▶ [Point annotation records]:
+--
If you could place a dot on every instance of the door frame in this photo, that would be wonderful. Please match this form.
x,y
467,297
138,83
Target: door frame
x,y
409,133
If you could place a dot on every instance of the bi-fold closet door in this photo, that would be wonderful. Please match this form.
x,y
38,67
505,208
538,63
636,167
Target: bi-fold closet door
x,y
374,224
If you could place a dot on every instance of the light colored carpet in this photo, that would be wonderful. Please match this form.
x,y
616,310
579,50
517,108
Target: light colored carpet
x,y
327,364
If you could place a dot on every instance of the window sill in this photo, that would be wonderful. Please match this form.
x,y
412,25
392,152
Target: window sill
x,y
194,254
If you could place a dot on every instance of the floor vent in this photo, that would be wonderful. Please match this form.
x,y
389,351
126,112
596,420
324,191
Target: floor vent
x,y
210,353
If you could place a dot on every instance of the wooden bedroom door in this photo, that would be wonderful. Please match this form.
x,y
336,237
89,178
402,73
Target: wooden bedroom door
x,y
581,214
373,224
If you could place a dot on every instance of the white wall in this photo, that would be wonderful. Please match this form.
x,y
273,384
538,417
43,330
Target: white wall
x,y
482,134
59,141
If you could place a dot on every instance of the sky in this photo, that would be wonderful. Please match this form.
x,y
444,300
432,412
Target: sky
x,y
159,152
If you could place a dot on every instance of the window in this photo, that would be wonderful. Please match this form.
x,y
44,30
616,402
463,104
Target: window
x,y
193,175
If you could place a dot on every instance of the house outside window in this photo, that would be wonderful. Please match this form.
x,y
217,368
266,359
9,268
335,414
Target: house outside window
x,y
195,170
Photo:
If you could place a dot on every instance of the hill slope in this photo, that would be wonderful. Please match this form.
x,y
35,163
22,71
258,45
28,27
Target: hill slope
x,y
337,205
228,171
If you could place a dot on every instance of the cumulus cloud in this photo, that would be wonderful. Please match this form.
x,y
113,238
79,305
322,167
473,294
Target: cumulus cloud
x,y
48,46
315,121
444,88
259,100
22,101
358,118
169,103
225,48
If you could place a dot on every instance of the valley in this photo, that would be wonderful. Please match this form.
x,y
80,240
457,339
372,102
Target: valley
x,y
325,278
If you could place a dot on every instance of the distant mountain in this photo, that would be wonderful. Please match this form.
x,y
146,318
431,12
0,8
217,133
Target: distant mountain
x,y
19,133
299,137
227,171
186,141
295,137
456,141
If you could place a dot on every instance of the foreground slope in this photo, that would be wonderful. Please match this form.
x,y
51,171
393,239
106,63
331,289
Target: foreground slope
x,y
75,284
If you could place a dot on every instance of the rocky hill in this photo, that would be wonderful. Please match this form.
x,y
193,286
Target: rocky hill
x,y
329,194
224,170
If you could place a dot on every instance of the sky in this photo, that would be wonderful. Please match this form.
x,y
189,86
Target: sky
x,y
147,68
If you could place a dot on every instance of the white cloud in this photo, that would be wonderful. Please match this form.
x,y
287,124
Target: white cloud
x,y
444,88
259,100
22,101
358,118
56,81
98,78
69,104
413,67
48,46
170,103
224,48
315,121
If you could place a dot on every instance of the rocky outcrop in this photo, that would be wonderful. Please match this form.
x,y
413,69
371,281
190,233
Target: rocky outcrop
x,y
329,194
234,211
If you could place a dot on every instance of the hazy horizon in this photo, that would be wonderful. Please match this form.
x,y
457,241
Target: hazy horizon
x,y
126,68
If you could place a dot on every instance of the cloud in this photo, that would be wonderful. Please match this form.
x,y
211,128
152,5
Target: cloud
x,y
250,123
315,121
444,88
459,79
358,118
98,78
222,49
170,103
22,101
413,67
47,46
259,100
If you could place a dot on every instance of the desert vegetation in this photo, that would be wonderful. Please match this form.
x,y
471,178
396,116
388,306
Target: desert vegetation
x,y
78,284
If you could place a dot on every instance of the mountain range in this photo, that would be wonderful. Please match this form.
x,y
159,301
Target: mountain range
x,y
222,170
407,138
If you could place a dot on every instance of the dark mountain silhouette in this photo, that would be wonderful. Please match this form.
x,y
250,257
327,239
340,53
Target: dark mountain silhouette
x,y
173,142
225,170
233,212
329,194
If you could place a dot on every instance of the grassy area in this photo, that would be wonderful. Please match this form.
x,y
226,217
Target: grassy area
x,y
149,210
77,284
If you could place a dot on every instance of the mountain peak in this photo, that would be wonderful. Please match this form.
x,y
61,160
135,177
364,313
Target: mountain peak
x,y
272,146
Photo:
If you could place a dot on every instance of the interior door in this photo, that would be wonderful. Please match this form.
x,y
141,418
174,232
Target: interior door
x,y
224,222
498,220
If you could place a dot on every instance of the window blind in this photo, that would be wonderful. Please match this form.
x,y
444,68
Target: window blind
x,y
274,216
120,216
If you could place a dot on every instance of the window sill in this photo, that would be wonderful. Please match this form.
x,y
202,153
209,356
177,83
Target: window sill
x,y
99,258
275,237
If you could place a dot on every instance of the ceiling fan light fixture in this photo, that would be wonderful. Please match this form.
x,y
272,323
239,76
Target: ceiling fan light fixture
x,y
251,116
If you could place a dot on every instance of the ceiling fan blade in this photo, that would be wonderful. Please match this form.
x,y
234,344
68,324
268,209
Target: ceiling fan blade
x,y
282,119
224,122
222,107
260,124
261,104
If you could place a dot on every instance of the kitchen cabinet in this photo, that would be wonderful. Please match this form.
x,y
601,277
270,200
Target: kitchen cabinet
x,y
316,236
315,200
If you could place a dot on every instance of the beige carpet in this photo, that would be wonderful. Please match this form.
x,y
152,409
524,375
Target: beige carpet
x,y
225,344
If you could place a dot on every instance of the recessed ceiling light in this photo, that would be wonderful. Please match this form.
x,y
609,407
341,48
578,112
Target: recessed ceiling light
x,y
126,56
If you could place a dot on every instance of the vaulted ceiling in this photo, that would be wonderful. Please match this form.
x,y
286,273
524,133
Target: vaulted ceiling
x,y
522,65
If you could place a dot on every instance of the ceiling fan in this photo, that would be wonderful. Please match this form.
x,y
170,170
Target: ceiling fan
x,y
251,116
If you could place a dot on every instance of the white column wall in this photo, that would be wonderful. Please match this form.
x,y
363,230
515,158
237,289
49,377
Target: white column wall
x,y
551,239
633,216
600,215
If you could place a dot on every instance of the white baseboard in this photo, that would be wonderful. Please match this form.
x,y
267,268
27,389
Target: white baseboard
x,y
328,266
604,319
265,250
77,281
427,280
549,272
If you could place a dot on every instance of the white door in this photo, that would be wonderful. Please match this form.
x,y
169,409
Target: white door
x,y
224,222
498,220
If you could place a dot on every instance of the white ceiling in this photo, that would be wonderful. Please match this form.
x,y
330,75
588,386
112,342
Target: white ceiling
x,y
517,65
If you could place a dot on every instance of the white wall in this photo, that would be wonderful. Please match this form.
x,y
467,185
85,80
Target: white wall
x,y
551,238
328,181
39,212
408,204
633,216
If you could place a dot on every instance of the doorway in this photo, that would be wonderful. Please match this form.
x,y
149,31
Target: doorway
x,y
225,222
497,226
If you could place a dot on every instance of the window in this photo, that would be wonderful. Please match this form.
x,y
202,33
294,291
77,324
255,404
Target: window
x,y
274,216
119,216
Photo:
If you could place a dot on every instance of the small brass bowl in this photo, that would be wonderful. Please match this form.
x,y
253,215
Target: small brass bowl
+--
Return all of the above records exactly, leaving no line out.

▶ [Written answer]:
If you could place a dot on every instance of the door frame in this photo, that would be wonderful. Please match this form.
x,y
467,297
138,83
Target: door frame
x,y
409,133
If you could place a dot on every instance of the bi-fold closet door in this photo, that would be wonderful. Please match this form.
x,y
38,67
505,208
538,63
636,167
Target: bi-fold closet door
x,y
374,224
If you could place a dot on every instance of the light colored carpet in this photo, that would be wonderful. Please match this form.
x,y
616,310
579,50
517,108
Target: light colored carpet
x,y
327,364
If you could place a dot on every instance of the window sill in this photo, that would be wonderful. Please match this form.
x,y
412,25
392,152
Target: window sill
x,y
194,254
If you could place a dot on every instance of the floor vent in this photo, that would be wonderful. Please match this form.
x,y
389,351
126,112
596,420
324,191
Target: floor vent
x,y
210,353
If you could place a dot on every instance of the wooden bedroom door in this photo, that would be wonderful. Please match this form.
x,y
336,237
89,178
402,73
Target: wooden bedroom door
x,y
581,214
373,224
If you could place a dot on every instance of the white wall in this photo, that would be wonderful. Please match this form.
x,y
273,384
538,417
43,330
Target: white wall
x,y
482,134
59,141
If you could place a dot on every instance of the sky in this photo, that would be wonderful. Please match this form.
x,y
444,300
432,412
Target: sky
x,y
159,152
If you could place a dot on every instance of the window in this photo, that would be wonderful. Please match this form.
x,y
44,30
616,402
463,104
Target: window
x,y
193,175
If you could place a dot on every instance of the house outside window in this photo, that would be wonderful. Please match this form.
x,y
217,368
266,359
9,268
335,414
Target: house outside window
x,y
195,170
Photo:
If you could place a dot on every instance of the hill slope in this photo, that would be wonderful. Please match this form.
x,y
35,163
22,71
258,45
28,27
Target: hill slope
x,y
337,205
228,171
If you could place a dot on every instance of the cumulus cloud in this photo, that would be wonderful. Please match this form.
x,y
113,238
79,305
322,167
473,294
Target: cumulus cloud
x,y
48,46
315,121
444,88
259,100
22,101
358,118
169,103
225,48
If you could place a dot on every instance of the valley in this photo, that would be wonderful. Please match this form.
x,y
80,240
457,339
372,102
Target: valley
x,y
325,278
If you could place a dot on every instance of the distant mountain in this photo, that would be wonderful. Please match this form.
x,y
146,318
431,12
0,8
217,133
Target: distant mountain
x,y
19,133
299,137
227,171
186,141
295,137
456,141
If you could place a dot on every instance of the foreground slope in this photo, that would be wonderful. Please match this form.
x,y
51,171
393,239
106,63
331,289
Target: foreground slope
x,y
75,284
If you could place a dot on every instance of the rocky hill in this photo, that would be wonderful. Please match this form.
x,y
193,286
Target: rocky hill
x,y
329,194
224,170
If you could place a dot on every instance of the sky in this photo, that would be wonderful. Please match this form.
x,y
189,86
Target: sky
x,y
147,68
If you could place a dot on every instance of the white cloud in this photo, that would be wonderful. Please match this form.
x,y
287,124
Target: white cloud
x,y
444,88
259,100
22,101
358,118
56,81
98,78
69,104
413,67
48,46
170,103
224,48
315,121
If you could place a dot on every instance of the rocky outcrop in this photo, that would be wonderful. Please match this form.
x,y
413,69
371,281
190,233
Target: rocky outcrop
x,y
329,194
234,211
If you could place a dot on every instance of the hazy horizon in this photo, that would be wonderful. Please match this form.
x,y
457,241
Target: hazy horizon
x,y
126,68
If you could place a dot on every instance of the cloud in this photo, that would be wonderful. Please match this form.
x,y
211,128
152,5
Target: cloud
x,y
250,123
315,121
444,88
459,79
358,118
98,78
222,49
170,103
22,101
413,67
47,46
259,100
If you could place a dot on every instance of the desert vegetation in this photo, that would be wonderful. Please match this form.
x,y
471,178
396,116
388,306
Target: desert vegetation
x,y
78,284
If you could place a dot on every instance of the mountain range in this photo, that would be wonderful. Please match this form.
x,y
159,301
Target: mountain range
x,y
222,170
407,138
If you could place a dot on every instance of the dark mountain silhouette in this photo, that would be wonderful. Please match this form.
x,y
250,257
327,239
340,53
Target: dark mountain silhouette
x,y
173,142
225,170
233,212
329,194
If you could place a dot on every instance of the grassy area in this photo, that would be wonderful. Please match this form.
x,y
226,217
Target: grassy area
x,y
149,210
77,284
If you could place a dot on every instance of the mountain peak in this photo, that would be wonderful. Please match this form.
x,y
61,160
135,177
364,313
Target: mountain peak
x,y
272,146
Photo:
If you could place a dot on every instance of the interior door in this photo, that would be wonderful. Please match this form.
x,y
141,418
174,232
Target: interior door
x,y
224,222
498,220
If you could place a dot on every instance of the window blind in this photo, that would be wonderful. Please match this form.
x,y
444,68
Target: window blind
x,y
274,216
120,216
If you could place a dot on every instance of the window sill in this photo, that would be wonderful. Please match this form.
x,y
202,153
209,356
177,83
Target: window sill
x,y
99,258
275,237
If you could place a dot on every instance of the ceiling fan light fixture in this photo, that would be wonderful. Please match this form.
x,y
272,323
239,76
Target: ceiling fan light fixture
x,y
251,116
If you could place a dot on every instance of the ceiling fan blade in this photo, that would be wonderful. Please match this form.
x,y
234,344
68,324
268,209
Target: ceiling fan blade
x,y
282,119
224,122
222,107
260,124
261,104
If you could place a dot on every instance of the kitchen cabinet in this photo, that would be wonderful. Please match this form.
x,y
601,277
270,200
Target: kitchen cabinet
x,y
316,236
315,200
If you could place a dot on every instance of the beige carpet in this photo, that would be wonderful. Please match this form.
x,y
152,409
524,375
Target: beige carpet
x,y
225,344
If you could place a dot on every instance of the recessed ceiling light in this photo, that would be wonderful. Please match this form.
x,y
609,407
341,48
578,112
Target: recessed ceiling light
x,y
126,56
If you could place a dot on every instance of the vaulted ceiling in this photo, that would be wonderful. Please match this form.
x,y
286,273
524,133
Target: vaulted ceiling
x,y
522,65
If you could place a dot on every instance of the ceiling fan in this photo, that would be wonderful. Please match this form.
x,y
170,170
Target: ceiling fan
x,y
251,116
If you could place a dot on every instance of the white column wall in this photo, that would be wonderful. Please match this form.
x,y
363,230
515,158
237,289
49,377
Target: white column wall
x,y
551,239
633,216
600,215
If you could place a dot on every instance of the white baseboard in this photo, that would be wonderful. Please match this form.
x,y
267,268
27,389
Target: white baseboard
x,y
328,266
604,319
265,250
77,281
427,280
549,272
If you could place a dot on every instance of the white door in this photo, that would be wonderful. Please match this form.
x,y
169,409
Target: white door
x,y
224,222
498,220
If you could place a dot on every instance of the white ceiling in this photo, that would be wonderful. Please match this form.
x,y
330,75
588,386
112,342
Target: white ceiling
x,y
517,65
If you could place a dot on every instance of the white wall in this photo, that would be wonderful. Please match this form.
x,y
467,185
85,80
Target: white wall
x,y
551,238
328,181
39,212
408,204
633,216
If you could place a dot on every instance of the doorway in this photo, that would be wonderful. Please match this form.
x,y
149,31
Target: doorway
x,y
225,222
497,226
If you could place a dot on every instance of the window in this photo, that would be wonderful. Please match this form.
x,y
202,33
294,291
77,324
255,404
Target: window
x,y
274,216
119,216
Photo:
If you could place a dot on every instance of the small brass bowl in this photo, that would be wonderful. Please match this form.
x,y
253,215
Target: small brass bowl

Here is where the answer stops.